◆ **Description of the task**: Find every line in the records that contains the word "gray" and copy each of those lines.

Dataset records on where objects are located
=======
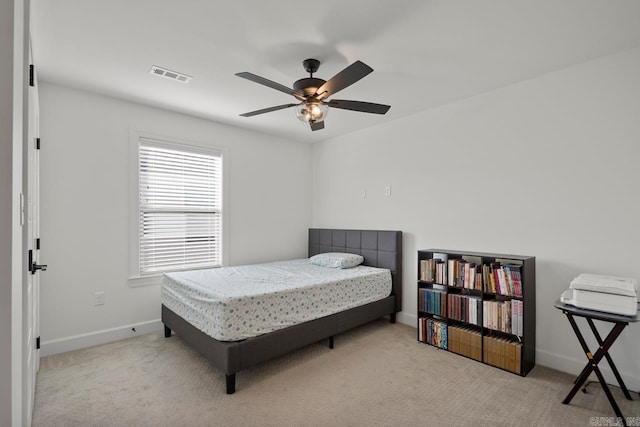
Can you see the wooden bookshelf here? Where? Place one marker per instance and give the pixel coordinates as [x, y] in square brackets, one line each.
[479, 305]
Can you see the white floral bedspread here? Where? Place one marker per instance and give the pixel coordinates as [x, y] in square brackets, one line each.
[234, 303]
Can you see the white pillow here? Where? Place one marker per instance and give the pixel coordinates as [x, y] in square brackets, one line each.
[336, 260]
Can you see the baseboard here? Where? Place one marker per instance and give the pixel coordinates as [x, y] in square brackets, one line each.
[77, 342]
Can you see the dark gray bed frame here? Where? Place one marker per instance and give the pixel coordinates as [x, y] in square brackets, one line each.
[379, 249]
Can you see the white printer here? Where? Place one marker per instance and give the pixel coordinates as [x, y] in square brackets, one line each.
[610, 294]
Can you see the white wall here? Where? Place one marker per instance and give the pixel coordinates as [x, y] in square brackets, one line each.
[84, 207]
[547, 167]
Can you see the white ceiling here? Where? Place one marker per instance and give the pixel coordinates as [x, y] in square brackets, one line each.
[424, 53]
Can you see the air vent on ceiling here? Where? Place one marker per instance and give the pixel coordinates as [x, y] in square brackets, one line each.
[173, 75]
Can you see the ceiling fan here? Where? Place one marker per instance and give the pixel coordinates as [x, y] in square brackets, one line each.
[312, 93]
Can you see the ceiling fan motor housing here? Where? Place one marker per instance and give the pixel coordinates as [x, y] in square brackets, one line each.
[308, 85]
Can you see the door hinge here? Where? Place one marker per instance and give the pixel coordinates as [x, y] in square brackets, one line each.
[33, 267]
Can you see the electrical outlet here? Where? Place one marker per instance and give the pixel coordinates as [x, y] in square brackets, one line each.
[98, 298]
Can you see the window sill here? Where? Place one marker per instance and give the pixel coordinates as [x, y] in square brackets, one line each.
[137, 282]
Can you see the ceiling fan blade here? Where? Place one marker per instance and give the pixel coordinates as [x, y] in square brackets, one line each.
[271, 84]
[267, 110]
[364, 107]
[344, 78]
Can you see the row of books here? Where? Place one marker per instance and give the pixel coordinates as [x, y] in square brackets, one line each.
[432, 301]
[498, 277]
[433, 332]
[504, 316]
[465, 308]
[503, 353]
[465, 341]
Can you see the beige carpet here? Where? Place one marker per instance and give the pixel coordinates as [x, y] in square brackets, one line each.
[377, 375]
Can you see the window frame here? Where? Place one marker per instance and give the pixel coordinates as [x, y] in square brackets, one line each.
[137, 279]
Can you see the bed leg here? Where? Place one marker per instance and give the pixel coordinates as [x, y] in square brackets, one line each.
[231, 383]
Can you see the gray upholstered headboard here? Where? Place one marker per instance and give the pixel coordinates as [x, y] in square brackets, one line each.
[380, 248]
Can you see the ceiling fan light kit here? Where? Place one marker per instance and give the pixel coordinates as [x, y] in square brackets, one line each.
[312, 92]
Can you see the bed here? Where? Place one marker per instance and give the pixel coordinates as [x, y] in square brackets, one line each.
[380, 249]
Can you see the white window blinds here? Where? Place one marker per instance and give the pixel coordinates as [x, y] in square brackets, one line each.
[180, 207]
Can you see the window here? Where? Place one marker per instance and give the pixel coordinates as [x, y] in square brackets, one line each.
[179, 207]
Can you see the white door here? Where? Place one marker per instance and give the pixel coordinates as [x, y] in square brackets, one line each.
[32, 290]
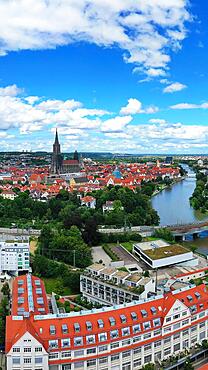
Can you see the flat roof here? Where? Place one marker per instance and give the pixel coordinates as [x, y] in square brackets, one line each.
[149, 245]
[165, 252]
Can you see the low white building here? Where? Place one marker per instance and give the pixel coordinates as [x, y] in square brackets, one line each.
[14, 256]
[159, 253]
[110, 286]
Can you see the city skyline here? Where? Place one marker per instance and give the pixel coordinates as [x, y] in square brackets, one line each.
[111, 77]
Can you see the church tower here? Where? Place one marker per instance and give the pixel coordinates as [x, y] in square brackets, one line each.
[56, 164]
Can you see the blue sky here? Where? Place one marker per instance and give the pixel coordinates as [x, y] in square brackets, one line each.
[111, 75]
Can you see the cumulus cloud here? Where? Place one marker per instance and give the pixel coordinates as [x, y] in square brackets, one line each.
[175, 86]
[134, 106]
[11, 90]
[116, 124]
[32, 121]
[145, 30]
[190, 106]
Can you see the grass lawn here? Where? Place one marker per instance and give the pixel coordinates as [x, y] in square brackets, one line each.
[128, 246]
[33, 245]
[52, 283]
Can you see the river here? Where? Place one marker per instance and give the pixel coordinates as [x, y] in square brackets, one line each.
[173, 207]
[172, 204]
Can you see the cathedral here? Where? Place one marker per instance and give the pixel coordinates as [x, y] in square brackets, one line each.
[59, 165]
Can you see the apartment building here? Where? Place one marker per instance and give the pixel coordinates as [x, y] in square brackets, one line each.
[110, 286]
[14, 256]
[123, 337]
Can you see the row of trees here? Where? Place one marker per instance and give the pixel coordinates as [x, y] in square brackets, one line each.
[199, 198]
[44, 267]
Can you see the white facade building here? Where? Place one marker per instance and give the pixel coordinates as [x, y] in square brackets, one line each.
[14, 256]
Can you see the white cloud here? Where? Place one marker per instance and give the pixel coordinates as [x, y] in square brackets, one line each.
[134, 106]
[145, 30]
[11, 90]
[116, 124]
[157, 120]
[175, 86]
[190, 106]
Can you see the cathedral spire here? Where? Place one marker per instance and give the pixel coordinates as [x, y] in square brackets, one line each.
[56, 137]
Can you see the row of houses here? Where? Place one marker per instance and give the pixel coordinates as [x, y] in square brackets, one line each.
[119, 337]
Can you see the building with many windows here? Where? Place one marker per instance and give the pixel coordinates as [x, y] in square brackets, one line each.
[109, 286]
[14, 256]
[123, 337]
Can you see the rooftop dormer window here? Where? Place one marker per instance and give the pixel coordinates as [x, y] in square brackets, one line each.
[134, 316]
[112, 321]
[100, 323]
[64, 329]
[76, 327]
[52, 329]
[123, 319]
[89, 325]
[144, 313]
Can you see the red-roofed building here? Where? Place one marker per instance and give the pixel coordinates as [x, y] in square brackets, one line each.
[88, 201]
[121, 337]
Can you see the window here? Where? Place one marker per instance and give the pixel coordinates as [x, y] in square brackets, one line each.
[89, 325]
[66, 354]
[126, 354]
[137, 339]
[156, 322]
[103, 348]
[134, 316]
[175, 317]
[65, 342]
[38, 349]
[102, 337]
[146, 325]
[125, 331]
[53, 355]
[27, 349]
[90, 339]
[148, 347]
[176, 347]
[137, 350]
[123, 319]
[114, 334]
[100, 323]
[136, 328]
[112, 321]
[52, 330]
[16, 349]
[148, 335]
[91, 363]
[78, 341]
[126, 342]
[76, 327]
[115, 357]
[91, 351]
[115, 345]
[144, 313]
[27, 360]
[53, 343]
[176, 326]
[103, 360]
[79, 353]
[38, 360]
[147, 359]
[64, 329]
[16, 360]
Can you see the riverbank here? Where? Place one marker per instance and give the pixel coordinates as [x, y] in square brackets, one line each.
[172, 202]
[163, 186]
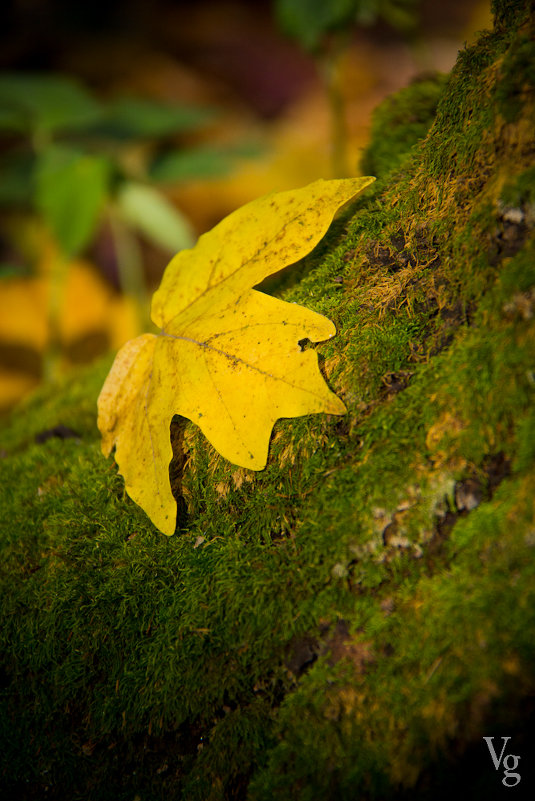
=======
◆ **Solution for this task**:
Can you see the dark gray bed frame here? Where? Place one marker per instance and give the pixel coordinates as [x, y] in square brackets, one line each.
Can you see the gray upholstered headboard here? Where? Place one marker per instance and give the pixel coordinates as [x, y] in square brackets, one line each.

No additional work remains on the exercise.